§ **Provided information**:

◇ ◇ ◇ ◇ ◇ ◇ ◇

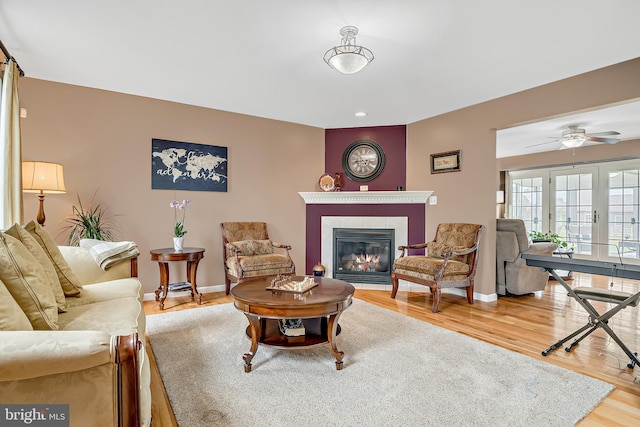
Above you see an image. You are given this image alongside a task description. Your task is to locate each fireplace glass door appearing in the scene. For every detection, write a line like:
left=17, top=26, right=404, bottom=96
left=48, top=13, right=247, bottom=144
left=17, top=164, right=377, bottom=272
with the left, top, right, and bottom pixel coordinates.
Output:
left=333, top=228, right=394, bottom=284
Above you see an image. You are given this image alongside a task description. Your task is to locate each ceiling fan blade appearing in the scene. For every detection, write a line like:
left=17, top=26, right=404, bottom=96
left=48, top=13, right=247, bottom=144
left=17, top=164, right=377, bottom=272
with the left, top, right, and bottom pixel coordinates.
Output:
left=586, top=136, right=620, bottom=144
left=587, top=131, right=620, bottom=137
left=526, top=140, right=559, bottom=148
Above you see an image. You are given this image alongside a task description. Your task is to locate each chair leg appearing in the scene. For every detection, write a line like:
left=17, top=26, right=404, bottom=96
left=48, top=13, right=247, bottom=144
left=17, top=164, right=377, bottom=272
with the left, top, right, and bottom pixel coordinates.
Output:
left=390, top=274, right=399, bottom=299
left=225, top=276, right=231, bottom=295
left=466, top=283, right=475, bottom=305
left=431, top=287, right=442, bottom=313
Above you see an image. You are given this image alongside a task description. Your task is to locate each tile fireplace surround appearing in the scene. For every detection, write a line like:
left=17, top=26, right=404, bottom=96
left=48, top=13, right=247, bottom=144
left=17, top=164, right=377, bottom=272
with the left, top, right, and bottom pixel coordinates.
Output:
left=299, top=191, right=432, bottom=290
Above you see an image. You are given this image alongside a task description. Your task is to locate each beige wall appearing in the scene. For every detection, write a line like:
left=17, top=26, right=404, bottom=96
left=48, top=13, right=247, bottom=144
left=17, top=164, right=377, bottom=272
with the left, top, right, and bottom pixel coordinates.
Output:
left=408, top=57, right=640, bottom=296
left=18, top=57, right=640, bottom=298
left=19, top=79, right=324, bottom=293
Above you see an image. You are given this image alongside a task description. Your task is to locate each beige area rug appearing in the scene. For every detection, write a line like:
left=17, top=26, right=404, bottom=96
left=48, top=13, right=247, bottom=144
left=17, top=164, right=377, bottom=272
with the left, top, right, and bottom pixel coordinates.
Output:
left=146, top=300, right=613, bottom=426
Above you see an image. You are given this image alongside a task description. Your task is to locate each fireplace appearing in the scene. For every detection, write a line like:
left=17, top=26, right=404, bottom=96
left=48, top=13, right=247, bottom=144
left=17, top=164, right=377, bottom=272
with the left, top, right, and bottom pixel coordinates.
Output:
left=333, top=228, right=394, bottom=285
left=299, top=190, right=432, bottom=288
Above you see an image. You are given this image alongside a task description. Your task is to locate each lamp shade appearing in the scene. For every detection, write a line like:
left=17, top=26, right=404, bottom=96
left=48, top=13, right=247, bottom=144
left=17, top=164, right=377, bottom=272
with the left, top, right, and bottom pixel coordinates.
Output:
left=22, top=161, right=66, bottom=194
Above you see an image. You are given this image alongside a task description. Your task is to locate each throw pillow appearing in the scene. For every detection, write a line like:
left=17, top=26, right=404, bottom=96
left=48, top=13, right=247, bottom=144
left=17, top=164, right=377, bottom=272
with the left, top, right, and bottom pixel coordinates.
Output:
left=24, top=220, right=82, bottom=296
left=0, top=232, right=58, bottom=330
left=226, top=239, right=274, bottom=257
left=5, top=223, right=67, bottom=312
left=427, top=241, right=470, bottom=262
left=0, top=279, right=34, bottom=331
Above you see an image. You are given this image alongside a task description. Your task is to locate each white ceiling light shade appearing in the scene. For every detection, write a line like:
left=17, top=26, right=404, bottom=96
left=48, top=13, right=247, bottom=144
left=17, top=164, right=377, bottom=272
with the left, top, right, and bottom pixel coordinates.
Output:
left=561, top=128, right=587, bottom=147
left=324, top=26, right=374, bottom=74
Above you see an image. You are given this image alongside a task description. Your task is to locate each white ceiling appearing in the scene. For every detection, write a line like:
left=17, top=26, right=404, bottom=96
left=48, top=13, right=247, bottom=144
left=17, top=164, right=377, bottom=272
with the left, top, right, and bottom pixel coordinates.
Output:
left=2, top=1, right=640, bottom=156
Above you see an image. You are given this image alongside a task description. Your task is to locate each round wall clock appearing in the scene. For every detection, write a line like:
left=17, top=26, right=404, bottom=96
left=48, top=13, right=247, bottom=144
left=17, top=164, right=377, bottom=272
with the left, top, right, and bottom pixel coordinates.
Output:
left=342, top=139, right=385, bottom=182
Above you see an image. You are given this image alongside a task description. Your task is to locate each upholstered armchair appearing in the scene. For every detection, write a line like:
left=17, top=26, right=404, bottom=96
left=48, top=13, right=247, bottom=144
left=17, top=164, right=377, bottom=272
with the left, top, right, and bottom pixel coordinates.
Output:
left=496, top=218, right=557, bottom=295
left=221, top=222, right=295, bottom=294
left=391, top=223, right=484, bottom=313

◇ ◇ ◇ ◇ ◇ ◇ ◇

§ **Instructions to follow**:
Scan the listing and report each line where the word "shade" shows up.

§ **Task solution**:
Above you see an image. You are given this image alongside a task description. Your task is to locate each lamp shade appearing in the scene. For every detection, write a line like:
Above you see an image. You are given this image alongside a task description. Your task is to locate each white ceiling light shade appearing in the scene. For every detection, write a line like:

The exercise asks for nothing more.